Write out all records as given; omit images.

■ ■ ■ ■ ■ ■ ■

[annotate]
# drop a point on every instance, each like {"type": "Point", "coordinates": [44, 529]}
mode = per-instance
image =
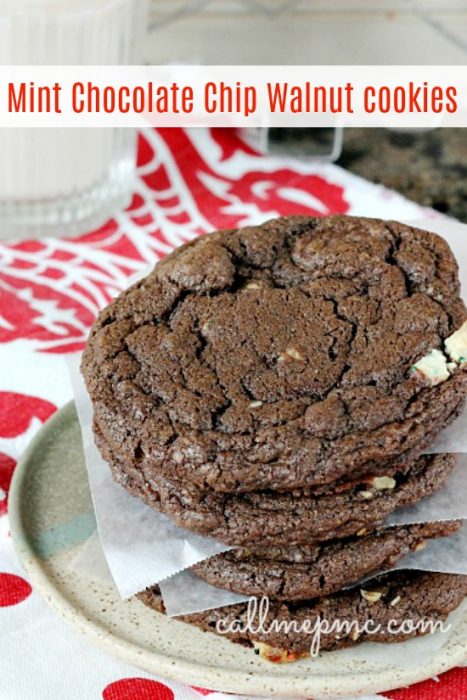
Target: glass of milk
{"type": "Point", "coordinates": [66, 181]}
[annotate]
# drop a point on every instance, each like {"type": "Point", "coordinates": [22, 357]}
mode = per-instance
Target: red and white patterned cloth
{"type": "Point", "coordinates": [188, 182]}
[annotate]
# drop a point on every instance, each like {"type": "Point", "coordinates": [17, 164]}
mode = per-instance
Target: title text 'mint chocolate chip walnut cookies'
{"type": "Point", "coordinates": [275, 387]}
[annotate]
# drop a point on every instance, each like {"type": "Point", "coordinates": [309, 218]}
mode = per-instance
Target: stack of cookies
{"type": "Point", "coordinates": [275, 387]}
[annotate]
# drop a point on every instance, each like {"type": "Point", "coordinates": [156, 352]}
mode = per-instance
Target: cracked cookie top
{"type": "Point", "coordinates": [284, 355]}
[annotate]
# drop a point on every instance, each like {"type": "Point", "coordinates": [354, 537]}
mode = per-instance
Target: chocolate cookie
{"type": "Point", "coordinates": [328, 568]}
{"type": "Point", "coordinates": [392, 608]}
{"type": "Point", "coordinates": [275, 518]}
{"type": "Point", "coordinates": [288, 355]}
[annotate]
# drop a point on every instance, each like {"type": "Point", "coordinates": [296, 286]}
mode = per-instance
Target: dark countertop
{"type": "Point", "coordinates": [428, 167]}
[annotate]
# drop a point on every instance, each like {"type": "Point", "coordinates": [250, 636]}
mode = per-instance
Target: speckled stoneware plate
{"type": "Point", "coordinates": [51, 517]}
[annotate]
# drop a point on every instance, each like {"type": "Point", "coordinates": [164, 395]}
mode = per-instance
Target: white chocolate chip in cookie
{"type": "Point", "coordinates": [433, 367]}
{"type": "Point", "coordinates": [370, 596]}
{"type": "Point", "coordinates": [380, 483]}
{"type": "Point", "coordinates": [456, 345]}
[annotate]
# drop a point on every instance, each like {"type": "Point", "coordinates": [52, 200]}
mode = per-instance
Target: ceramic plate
{"type": "Point", "coordinates": [52, 516]}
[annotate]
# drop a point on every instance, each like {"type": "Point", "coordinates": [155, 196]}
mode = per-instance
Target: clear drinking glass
{"type": "Point", "coordinates": [66, 180]}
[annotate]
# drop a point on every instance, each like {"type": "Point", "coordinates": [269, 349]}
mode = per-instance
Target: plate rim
{"type": "Point", "coordinates": [189, 672]}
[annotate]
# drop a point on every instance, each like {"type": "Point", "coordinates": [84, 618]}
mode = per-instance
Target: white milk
{"type": "Point", "coordinates": [66, 179]}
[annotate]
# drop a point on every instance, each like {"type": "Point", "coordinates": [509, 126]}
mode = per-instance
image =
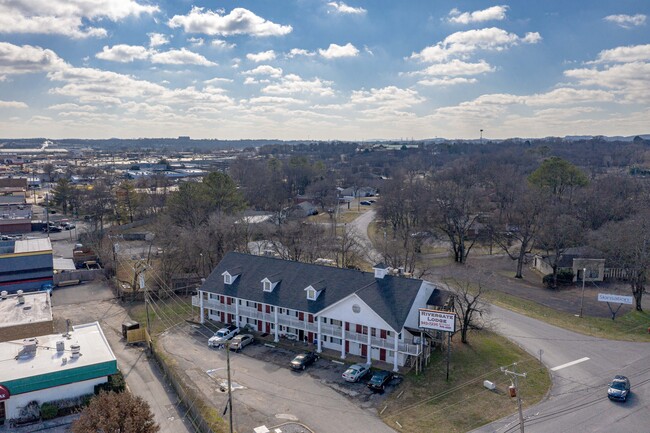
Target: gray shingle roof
{"type": "Point", "coordinates": [391, 297]}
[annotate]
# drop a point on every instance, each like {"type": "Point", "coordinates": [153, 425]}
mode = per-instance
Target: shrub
{"type": "Point", "coordinates": [564, 278]}
{"type": "Point", "coordinates": [49, 411]}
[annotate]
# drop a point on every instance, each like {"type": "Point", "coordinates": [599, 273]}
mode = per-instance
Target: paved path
{"type": "Point", "coordinates": [578, 399]}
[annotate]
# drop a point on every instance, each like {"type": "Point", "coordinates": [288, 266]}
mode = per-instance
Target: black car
{"type": "Point", "coordinates": [300, 362]}
{"type": "Point", "coordinates": [379, 380]}
{"type": "Point", "coordinates": [619, 388]}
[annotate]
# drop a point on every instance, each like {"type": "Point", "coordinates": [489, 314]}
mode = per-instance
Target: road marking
{"type": "Point", "coordinates": [569, 364]}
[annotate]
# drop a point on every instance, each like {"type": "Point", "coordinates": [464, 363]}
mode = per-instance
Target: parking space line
{"type": "Point", "coordinates": [569, 364]}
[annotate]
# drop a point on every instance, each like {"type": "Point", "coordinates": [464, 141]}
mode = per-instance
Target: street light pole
{"type": "Point", "coordinates": [582, 298]}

■ ■ ■ ■ ■ ■ ■

◆ RESULT FOR THIS TASK ◆
[annotate]
# drop a point on every instance, each like {"type": "Point", "coordinates": [44, 529]}
mode = per-instance
image =
Target: glass of milk
{"type": "Point", "coordinates": [66, 181]}
[annotate]
# drop a point on every instance, each like {"type": "Point", "coordinates": [22, 357]}
mode = per-instance
Target: red and white patterned cloth
{"type": "Point", "coordinates": [188, 182]}
[annotate]
# drop a point on every instance, each like {"type": "Point", "coordinates": [17, 164]}
mode = per-instance
Target: title text 'mint chocolate chip walnut cookies'
{"type": "Point", "coordinates": [275, 387]}
[annotate]
# drop a point on every instance, each like {"type": "Point", "coordinates": [309, 218]}
mode = per-instance
Target: stack of cookies
{"type": "Point", "coordinates": [275, 387]}
[annotate]
# drop a point on every instance, each like {"type": "Point", "coordinates": [156, 352]}
mode = per-instance
Target: cracked cookie top
{"type": "Point", "coordinates": [284, 355]}
[annotate]
# drop a point on every instance, each like {"type": "Point", "coordinates": [354, 537]}
mode = per-instance
Target: chocolate cookie
{"type": "Point", "coordinates": [328, 568]}
{"type": "Point", "coordinates": [392, 608]}
{"type": "Point", "coordinates": [275, 518]}
{"type": "Point", "coordinates": [288, 355]}
[annotate]
# drop a point on every instance, each like {"type": "Point", "coordinates": [296, 286]}
mode = per-instance
Target: dark countertop
{"type": "Point", "coordinates": [428, 167]}
[annotate]
# drop a point on every instance, each like {"type": "Point", "coordinates": [250, 636]}
mode = per-instance
Target: speckled stoneware plate
{"type": "Point", "coordinates": [51, 517]}
[annotate]
# drop a point on every instance, each like {"type": "Point", "coordinates": [164, 395]}
mode = per-instance
Target: white chocolate chip in cookie
{"type": "Point", "coordinates": [433, 367]}
{"type": "Point", "coordinates": [370, 596]}
{"type": "Point", "coordinates": [380, 483]}
{"type": "Point", "coordinates": [456, 345]}
[annotate]
# drop a point on every instance, each like {"type": "Point", "coordinates": [52, 200]}
mode = per-instance
Target: ceramic plate
{"type": "Point", "coordinates": [52, 516]}
[annotate]
# drop a point on every instance, each like {"type": "Point", "coordinates": [155, 196]}
mode = per-instance
Target: clear drinking glass
{"type": "Point", "coordinates": [66, 180]}
[annotate]
# drop a point on every instance, each like {"type": "Point", "coordinates": [269, 349]}
mode = per-instance
Target: plate rim
{"type": "Point", "coordinates": [189, 672]}
[annotate]
# drop a point on every instance, each like {"type": "Point", "coordinates": [84, 618]}
mode = per-instance
Target: white milk
{"type": "Point", "coordinates": [66, 179]}
[annotate]
# drop a point on every instance, each like {"type": "Point", "coordinates": [509, 126]}
mode = per-instance
image =
Target: gray shingle roof
{"type": "Point", "coordinates": [391, 297]}
[annotate]
# drop a point on every instance, each like {"type": "Point", "coordinates": [153, 425]}
mode = per-instance
Target: shrub
{"type": "Point", "coordinates": [564, 278]}
{"type": "Point", "coordinates": [49, 411]}
[annotate]
# drop a point on every instance, each like {"type": "Point", "coordinates": [599, 273]}
mode = per-instance
Target: paved path
{"type": "Point", "coordinates": [578, 399]}
[annotate]
# drop a point on every instance, each like {"type": "Point", "coordinates": [288, 266]}
mode = per-instance
Target: black car
{"type": "Point", "coordinates": [300, 362]}
{"type": "Point", "coordinates": [379, 380]}
{"type": "Point", "coordinates": [619, 388]}
[annotate]
# drop a point on every instance, each like {"type": "Point", "coordinates": [489, 314]}
mode = per-instance
Target: road marking
{"type": "Point", "coordinates": [569, 364]}
[annotate]
# drop a point on every instance, each like {"type": "Point", "coordinates": [464, 363]}
mode = per-instance
Target: parking space line
{"type": "Point", "coordinates": [569, 364]}
[annotate]
# drop a point on every instance, each like {"type": "Point", "coordinates": [464, 141]}
mode = per-instance
Target: street light pole
{"type": "Point", "coordinates": [582, 298]}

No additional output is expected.